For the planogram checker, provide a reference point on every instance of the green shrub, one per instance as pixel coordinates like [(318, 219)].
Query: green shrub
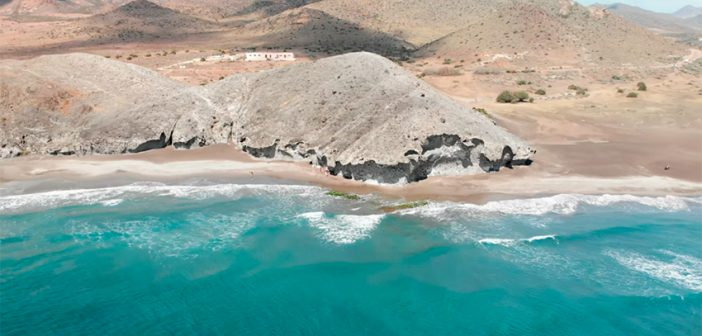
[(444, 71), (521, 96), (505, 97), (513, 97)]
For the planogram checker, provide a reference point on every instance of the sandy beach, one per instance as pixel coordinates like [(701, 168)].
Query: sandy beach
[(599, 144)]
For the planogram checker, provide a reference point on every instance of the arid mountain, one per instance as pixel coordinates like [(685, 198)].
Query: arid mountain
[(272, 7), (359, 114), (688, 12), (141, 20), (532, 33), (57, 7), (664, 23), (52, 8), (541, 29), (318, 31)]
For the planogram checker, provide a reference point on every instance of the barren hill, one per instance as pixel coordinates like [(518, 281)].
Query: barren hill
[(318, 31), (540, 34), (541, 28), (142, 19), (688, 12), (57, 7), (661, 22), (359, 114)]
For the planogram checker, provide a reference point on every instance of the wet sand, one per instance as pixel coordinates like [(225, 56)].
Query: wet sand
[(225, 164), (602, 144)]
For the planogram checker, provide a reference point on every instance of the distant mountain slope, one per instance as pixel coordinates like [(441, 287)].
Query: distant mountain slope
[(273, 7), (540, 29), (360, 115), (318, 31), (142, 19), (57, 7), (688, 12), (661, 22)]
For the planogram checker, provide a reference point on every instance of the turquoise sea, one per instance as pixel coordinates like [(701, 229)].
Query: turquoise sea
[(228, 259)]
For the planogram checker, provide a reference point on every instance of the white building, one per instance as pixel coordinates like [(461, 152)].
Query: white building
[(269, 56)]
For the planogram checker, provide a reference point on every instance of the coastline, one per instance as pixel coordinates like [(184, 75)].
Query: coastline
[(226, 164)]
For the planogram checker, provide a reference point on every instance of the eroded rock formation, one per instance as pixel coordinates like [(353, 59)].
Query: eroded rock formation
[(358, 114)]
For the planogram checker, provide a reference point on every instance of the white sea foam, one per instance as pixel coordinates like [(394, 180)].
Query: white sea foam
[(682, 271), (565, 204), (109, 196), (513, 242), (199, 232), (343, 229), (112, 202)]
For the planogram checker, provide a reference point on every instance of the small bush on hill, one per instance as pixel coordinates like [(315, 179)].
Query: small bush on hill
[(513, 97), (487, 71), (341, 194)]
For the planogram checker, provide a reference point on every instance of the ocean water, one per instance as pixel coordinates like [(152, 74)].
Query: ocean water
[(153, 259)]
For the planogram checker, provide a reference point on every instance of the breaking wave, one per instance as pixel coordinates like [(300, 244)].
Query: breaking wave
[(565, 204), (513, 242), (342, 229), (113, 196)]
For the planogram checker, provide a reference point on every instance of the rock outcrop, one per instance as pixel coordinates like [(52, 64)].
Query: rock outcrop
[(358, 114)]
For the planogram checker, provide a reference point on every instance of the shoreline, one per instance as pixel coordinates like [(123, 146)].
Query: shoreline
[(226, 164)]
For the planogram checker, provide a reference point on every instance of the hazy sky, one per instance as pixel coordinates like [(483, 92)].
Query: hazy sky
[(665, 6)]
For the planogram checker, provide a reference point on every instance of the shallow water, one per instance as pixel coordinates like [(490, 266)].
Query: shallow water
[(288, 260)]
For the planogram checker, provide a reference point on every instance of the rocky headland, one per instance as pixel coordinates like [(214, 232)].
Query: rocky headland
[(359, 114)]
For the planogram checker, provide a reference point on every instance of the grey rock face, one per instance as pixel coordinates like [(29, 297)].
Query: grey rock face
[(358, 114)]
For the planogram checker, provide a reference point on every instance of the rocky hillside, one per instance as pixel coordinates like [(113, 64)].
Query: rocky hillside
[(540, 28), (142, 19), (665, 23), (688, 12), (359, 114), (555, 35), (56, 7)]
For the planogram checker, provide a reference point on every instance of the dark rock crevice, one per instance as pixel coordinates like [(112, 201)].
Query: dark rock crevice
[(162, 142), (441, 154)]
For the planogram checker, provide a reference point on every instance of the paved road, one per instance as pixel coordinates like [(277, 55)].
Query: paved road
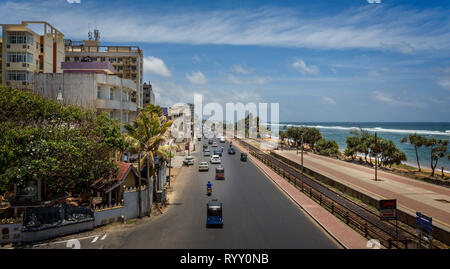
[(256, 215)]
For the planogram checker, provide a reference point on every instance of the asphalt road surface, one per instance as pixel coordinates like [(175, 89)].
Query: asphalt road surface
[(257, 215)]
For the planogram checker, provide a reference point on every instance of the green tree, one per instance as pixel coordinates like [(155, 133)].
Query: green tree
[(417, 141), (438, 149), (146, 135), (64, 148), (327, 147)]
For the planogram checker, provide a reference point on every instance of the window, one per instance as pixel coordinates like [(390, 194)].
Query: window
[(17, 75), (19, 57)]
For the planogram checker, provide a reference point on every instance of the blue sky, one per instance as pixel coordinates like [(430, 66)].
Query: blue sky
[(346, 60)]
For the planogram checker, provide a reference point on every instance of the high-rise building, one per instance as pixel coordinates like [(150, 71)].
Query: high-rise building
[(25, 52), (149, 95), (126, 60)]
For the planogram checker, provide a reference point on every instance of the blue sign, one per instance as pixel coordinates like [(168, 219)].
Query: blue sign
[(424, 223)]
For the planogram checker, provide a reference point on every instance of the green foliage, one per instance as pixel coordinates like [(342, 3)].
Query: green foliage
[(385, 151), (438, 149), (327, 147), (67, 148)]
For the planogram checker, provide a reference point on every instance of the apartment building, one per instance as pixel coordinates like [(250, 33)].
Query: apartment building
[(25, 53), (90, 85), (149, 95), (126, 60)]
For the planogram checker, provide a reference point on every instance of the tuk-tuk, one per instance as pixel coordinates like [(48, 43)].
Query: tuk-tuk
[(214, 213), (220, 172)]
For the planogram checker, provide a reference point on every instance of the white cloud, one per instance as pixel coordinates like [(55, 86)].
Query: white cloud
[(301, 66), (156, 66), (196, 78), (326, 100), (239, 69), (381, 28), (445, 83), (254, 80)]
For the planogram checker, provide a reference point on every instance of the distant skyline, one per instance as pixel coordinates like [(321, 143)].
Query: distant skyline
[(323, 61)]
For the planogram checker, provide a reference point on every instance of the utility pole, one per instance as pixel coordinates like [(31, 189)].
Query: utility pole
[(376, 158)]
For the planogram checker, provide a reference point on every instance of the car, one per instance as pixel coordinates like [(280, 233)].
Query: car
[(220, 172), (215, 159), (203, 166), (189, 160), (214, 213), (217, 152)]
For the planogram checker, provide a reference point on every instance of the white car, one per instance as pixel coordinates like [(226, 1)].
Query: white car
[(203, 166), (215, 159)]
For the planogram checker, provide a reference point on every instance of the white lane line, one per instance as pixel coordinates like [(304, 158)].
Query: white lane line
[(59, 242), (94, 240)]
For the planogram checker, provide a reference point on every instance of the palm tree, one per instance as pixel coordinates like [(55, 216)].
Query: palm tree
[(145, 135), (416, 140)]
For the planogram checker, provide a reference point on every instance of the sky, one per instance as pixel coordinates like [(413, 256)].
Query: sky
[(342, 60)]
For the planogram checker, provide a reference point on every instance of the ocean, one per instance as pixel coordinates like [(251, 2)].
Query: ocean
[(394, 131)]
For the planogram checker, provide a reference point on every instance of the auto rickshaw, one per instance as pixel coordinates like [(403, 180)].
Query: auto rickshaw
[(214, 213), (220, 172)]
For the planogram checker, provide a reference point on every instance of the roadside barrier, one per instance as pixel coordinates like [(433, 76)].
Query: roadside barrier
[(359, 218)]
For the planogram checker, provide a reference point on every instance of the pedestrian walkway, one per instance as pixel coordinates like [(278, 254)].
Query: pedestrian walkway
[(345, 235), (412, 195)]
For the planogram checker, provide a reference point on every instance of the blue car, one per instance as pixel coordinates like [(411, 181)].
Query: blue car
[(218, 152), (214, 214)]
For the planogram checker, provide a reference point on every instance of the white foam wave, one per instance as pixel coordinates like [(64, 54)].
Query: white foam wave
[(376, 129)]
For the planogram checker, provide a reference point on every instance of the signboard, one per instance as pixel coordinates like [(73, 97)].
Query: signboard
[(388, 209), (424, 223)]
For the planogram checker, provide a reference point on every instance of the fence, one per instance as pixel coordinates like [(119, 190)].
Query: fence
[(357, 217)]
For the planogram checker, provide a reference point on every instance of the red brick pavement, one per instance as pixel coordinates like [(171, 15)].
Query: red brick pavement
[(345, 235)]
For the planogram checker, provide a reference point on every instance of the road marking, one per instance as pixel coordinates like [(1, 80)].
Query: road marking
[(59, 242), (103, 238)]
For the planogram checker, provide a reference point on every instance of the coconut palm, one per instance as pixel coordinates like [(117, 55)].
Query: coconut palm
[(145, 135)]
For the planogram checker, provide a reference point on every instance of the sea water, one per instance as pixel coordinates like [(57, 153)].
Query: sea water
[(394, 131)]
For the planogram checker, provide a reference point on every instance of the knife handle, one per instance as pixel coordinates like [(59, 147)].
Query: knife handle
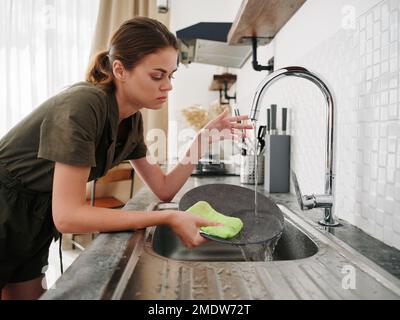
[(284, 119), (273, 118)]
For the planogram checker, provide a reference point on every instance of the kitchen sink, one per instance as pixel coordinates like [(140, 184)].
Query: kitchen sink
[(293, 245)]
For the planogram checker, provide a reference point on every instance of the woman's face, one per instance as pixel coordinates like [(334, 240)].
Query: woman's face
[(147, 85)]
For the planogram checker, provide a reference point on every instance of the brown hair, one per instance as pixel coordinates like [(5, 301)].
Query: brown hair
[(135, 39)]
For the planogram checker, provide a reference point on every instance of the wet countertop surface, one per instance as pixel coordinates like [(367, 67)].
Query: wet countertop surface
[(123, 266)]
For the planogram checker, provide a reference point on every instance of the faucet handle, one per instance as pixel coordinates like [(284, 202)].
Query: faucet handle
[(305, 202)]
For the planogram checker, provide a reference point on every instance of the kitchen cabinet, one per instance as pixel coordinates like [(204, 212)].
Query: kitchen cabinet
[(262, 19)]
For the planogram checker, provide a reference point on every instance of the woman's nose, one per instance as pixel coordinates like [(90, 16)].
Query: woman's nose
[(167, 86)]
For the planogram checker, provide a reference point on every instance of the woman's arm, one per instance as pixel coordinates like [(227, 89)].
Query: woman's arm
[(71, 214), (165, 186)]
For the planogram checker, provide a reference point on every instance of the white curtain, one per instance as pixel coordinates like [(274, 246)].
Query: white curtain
***
> [REQUIRED ACTION]: Give back exactly the lines above starting at the line where "like [(685, 198)]." appears and ending at the line where "like [(441, 287)]." appears, both included, with no other lines.

> [SOLUTION TO THE PROBLEM]:
For the planogram checker, provide a reference point on every instance of the arid mountain, one per instance as pixel coordinates like [(685, 198)].
Query: arid mountain
[(272, 7), (359, 114), (688, 12), (141, 20), (532, 33), (57, 7), (664, 23), (52, 8), (541, 29), (318, 31)]
For the planogram checker, provide a reference point on every instance of the barren hill, one per instance as pixel coordinates like [(518, 281)].
Query: barren hill
[(318, 31), (540, 34), (541, 28), (142, 19), (688, 12), (57, 7), (661, 22), (359, 114)]
For the planogram checker, provide a reference point on every instance of the wet sand, one per instance as pixel coordinates like [(225, 56)].
Query: wet sand
[(225, 164), (602, 144)]
For the planogram checker, provide a reference point on every instance of the distant mountain slope, one per instance as pixel coordinates like [(441, 287)].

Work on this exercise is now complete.